> _WHAT YOU WILL DO_
Which lines in the entries below contain the string "bridge"? Pick out each of them and copy it.

=====

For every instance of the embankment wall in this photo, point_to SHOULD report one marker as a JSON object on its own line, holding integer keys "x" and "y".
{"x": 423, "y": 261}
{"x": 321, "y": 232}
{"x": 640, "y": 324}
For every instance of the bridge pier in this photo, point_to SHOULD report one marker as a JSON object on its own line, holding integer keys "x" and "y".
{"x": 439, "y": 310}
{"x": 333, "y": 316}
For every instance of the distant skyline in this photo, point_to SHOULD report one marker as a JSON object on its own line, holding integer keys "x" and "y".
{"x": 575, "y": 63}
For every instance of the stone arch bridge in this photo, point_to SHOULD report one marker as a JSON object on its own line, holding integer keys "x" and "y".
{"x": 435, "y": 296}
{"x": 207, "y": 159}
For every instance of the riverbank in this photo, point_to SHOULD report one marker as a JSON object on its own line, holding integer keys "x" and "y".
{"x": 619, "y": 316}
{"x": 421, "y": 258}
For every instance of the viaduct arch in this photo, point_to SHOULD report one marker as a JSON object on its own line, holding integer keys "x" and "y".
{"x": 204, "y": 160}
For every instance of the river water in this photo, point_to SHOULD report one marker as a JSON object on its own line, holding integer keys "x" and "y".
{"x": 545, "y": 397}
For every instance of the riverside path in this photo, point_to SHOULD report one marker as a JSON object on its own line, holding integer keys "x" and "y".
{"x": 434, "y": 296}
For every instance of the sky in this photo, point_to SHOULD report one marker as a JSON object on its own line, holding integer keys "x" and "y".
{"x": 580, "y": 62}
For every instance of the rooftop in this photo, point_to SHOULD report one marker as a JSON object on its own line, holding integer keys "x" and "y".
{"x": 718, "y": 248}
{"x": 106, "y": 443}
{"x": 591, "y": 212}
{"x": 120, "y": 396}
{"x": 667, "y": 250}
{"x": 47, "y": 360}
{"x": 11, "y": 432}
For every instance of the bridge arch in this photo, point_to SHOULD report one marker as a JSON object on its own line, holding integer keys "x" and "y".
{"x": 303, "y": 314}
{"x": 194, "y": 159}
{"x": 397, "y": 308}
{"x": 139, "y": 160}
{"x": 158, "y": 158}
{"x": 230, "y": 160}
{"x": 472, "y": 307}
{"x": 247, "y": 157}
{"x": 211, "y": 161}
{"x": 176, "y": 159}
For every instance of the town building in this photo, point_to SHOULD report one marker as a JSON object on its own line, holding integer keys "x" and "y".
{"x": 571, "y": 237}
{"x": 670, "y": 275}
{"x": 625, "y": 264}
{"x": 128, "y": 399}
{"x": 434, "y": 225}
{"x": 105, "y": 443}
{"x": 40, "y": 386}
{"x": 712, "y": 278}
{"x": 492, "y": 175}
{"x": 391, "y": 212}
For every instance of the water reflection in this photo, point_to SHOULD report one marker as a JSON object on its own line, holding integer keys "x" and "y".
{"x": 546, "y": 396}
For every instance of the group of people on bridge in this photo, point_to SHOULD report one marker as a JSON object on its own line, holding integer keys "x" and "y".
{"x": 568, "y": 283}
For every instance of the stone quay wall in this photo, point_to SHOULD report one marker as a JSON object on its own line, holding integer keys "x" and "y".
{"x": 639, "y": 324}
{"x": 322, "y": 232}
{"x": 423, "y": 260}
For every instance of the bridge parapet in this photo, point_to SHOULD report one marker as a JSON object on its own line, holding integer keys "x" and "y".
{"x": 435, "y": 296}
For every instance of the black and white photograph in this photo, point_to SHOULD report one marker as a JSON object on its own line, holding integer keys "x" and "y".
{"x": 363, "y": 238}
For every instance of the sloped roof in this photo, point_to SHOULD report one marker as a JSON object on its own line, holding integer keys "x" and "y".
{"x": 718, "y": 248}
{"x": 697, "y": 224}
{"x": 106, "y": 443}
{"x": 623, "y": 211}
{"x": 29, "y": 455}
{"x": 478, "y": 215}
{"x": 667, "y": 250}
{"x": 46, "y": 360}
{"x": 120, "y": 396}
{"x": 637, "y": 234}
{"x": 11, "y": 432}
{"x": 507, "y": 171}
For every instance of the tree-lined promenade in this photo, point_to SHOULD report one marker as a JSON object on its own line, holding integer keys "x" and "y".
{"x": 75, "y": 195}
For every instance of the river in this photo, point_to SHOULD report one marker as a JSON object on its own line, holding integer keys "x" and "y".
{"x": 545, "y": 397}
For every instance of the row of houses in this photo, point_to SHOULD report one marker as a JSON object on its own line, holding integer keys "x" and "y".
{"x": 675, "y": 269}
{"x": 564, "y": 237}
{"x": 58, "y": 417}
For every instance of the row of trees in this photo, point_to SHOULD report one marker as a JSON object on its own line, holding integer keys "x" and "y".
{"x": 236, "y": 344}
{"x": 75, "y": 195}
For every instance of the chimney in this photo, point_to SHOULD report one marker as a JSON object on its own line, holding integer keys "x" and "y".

=====

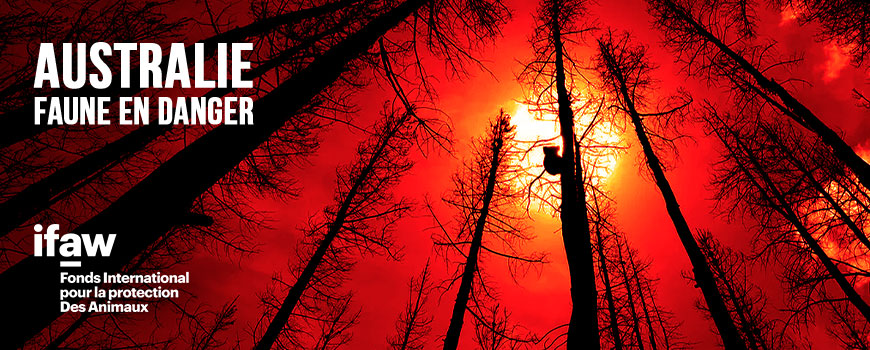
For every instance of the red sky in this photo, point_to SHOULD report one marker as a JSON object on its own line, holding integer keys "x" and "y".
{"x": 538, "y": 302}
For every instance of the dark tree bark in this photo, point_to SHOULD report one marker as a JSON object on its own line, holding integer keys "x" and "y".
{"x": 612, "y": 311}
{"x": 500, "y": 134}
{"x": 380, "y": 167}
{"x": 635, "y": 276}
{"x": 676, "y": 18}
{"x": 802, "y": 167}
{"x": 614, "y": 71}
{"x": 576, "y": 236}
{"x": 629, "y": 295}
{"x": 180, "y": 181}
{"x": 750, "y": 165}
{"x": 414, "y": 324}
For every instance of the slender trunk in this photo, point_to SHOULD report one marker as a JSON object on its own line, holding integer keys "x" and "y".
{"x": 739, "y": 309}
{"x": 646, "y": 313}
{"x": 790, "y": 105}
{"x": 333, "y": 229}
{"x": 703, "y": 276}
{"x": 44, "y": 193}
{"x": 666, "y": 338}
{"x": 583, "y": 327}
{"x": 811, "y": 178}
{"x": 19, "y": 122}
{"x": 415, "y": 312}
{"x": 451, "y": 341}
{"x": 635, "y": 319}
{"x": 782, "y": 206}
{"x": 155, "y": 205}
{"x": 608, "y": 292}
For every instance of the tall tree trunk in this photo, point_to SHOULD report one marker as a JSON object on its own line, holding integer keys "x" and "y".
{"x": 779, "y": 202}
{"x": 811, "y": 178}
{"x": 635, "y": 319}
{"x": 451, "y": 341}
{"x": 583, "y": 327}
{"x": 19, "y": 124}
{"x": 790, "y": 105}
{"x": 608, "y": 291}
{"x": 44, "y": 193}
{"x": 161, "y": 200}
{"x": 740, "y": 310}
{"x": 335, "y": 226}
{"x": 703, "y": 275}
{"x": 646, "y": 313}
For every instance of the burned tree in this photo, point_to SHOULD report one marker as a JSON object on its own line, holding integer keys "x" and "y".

=====

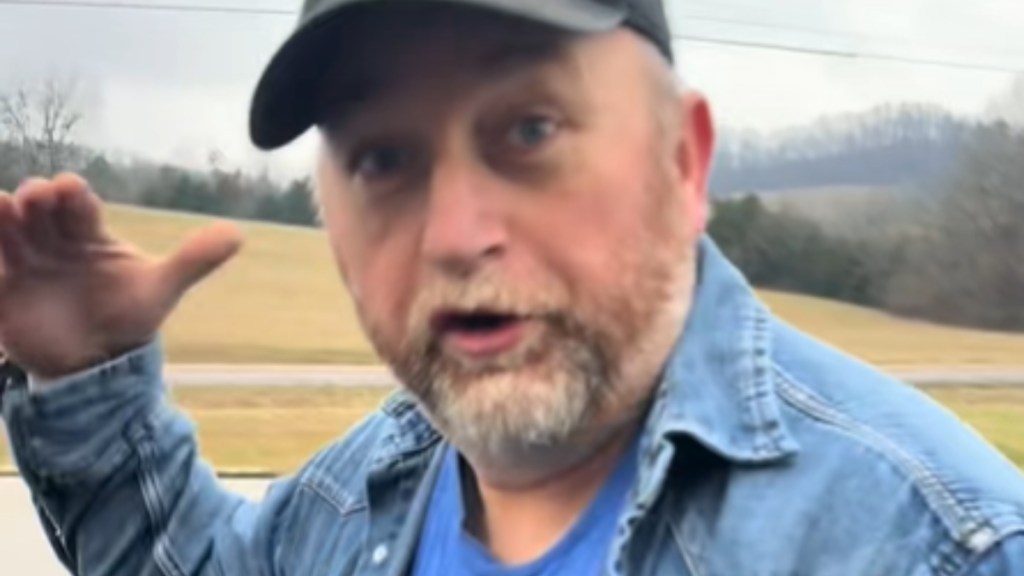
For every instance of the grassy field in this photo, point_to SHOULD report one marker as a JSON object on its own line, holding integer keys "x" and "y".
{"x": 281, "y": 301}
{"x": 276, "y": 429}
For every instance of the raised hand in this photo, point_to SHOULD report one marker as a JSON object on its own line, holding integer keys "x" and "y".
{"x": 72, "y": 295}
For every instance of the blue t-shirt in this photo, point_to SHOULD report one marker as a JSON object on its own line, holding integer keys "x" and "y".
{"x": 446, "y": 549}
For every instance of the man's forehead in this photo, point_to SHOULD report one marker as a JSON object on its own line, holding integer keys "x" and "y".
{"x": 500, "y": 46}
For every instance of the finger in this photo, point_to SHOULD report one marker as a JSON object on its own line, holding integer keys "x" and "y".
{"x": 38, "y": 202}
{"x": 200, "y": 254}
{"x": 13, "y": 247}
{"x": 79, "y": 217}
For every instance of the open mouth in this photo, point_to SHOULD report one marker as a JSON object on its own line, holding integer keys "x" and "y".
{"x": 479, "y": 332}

=====

> _OUTPUT OF THE TASK_
For every instance of the bridge pier in this photo, point_to SHOULD report one marker as a JSON object on its own line, holding integer keys "x" and "y".
For every instance of the stone arch bridge in this photo, point_to SHOULD report one marker as a JSON object on its own line, holding integer keys "x" and "y".
For every instance of the bridge arch in this photo, point_to SHOULD report one marker as a JSON object on its own line, holding integer keys "x" and "y".
For every instance of the group of people on bridge in this photo, point_to SHOULD report one marker as a JSON object on its own line, holding integer keys "x" and "y".
For every instance of the bridge parapet in this photo, point_to SHOULD report one marker as a JSON object on its own line, holding integer keys "x" and "y".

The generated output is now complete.